**SOURCE**.

◆ ◆ ◆ ◆ ◆ ◆ ◆

# Tuscany Town



## Carlsbadguy (Apr 11, 2014)

Will be flying into Milan Italy and then have 5 days before leaving on a cruise from Venice. Am interested in exploring the Tuscany region, visiting some wineries. Also have Pisa and Lucca on my list.  Anyone have any suggestions on a central town to stay in and any specific lodging, restaurant, or places to visit suggestions.


----------



## Passepartout (Apr 11, 2014)

Siena or San Gimignano. Or if you are an art buff, Florence is a must-see. For religious pilgrims, it's hard to beat Assissi. It's a very popular area and there are hundreds of lodgings and thousands of restaurants. Have you leafed through the guidebooks like Lonely Planet, or Rick Steves? What appeals to you? Is 2 star OK or do you want 5 star US Hotel chain? How do you feel about Agritourismo? That's working farm stays. We have stayed in Pisa a block or so from the train station, and a re-done 17th century priory across the street from the Bargello in Firenze. Hint: In Milan, schedule in advance an 'audience' with Da Vinci's 'Last Supper'. Only about 20 people are allowed in through air-locks to dehumidify them every 15 minutes. You have to have advance reservations. http://www.lastsuppertickets.com/ It's only a couple of blocks from the downtown train station. We were able to do it between flights at Malpensa airport.


----------



## dsmrp (Apr 11, 2014)

◆ ◆ ◆ ◆ ◆ ◆ ◆

**YOUR TASKS**.
A) Copy the Tuscany travel thread word for word, starting with "Will be flying" and going on through "to visit suggestions.".
B) Pick up the Tuscany travel thread from the point where it stops and keep it going.
The data that comes next has no connection to the Tuscany travel thread.

**SUPPLIED DATA**.
◆ ◆ ◆ ◆ ◆ ◆ ◆

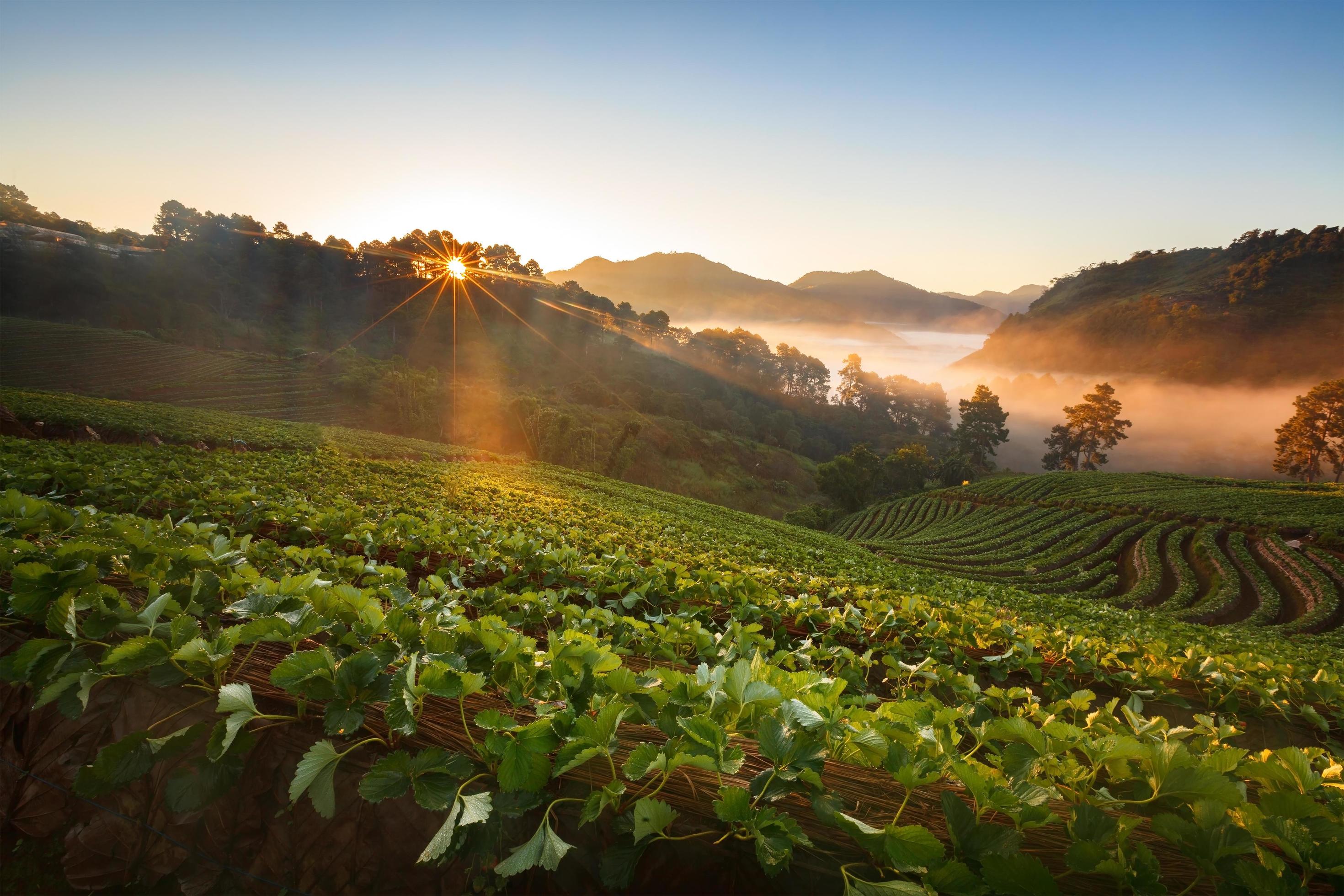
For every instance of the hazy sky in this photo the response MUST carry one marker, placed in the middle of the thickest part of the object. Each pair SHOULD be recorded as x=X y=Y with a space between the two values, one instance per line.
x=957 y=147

◆ ◆ ◆ ◆ ◆ ◆ ◆

**RESPONSES PER TASK**.
A)
Will be flying into Milan Italy and then have 5 days before leaving on a cruise from Venice. Am interested in exploring the Tuscany region, visiting some wineries. Also have Pisa and Lucca on my list.  Anyone have any suggestions on a central town to stay in and any specific lodging, restaurant, or places to visit suggestions.

B)
I'm interested in others responses, as I'm going to Assisi and Florence in August.  I've read/heard good things about Montepulciano, especially for their wine.  San Gimignano and Cortona are reputedly pretty touristy.

If you're flying in to Milan, you might want to consider going up to Lake Como area, e.g. Varenna and Bellagio.  I've never been, but a couple of different friends thought it was great, but maybe not for 1st visit to Italy.


----------



## Passepartout (Apr 11, 2014)

There is no such thing as a bad trip to Italy. You can go anywhere and you will think you had the most fantastic trip imaginable. Italy is like that. I would go back, any where, any time. Go into any restaurant. Drink the house vino. Rub elbows with the locals. Know that a coffee costs double when you sit down. Ahhhh, Magnifico!


----------



## thheath (Apr 11, 2014)

I believe you need to narrow your expectations down, considering you only have 5 days in the area.  You could spend 5 days alone in either Florence, Siena or Milan. 

I spent a month in the area 2 years ago with a rental car, staying in a hilltop village near Siena (rented via VRBO).

All I can say is I wouldn't drive in the above cities again for love nor money, OMG.

I would either elect to do Florence and Siena using train and public transportation.

Or the countryside via rental car, San Gimignano, Volerra, Chianti area, etc.

Believe me, in 5 days you can only scratch the surface, it's a large region.

Relax and have fun; I love me some Italy 

PS: Be VERY careful in tourist areas, regarding pick pockets.

I was warned and still got hit at the Vatican.  In the hour it took me to discover and call Chase Bank, they had charged $10K on my CC.


----------



## Quiet Pine (Apr 11, 2014)

A favorite of ours is Greve, in the Chianti district on the road between Florence and Siena. Charming town, plenty to eat and to do, and you're close to other Tuscan spots. Here's a link:
www.chianti.com/greve-in-chianti


----------



## lynne (Apr 11, 2014)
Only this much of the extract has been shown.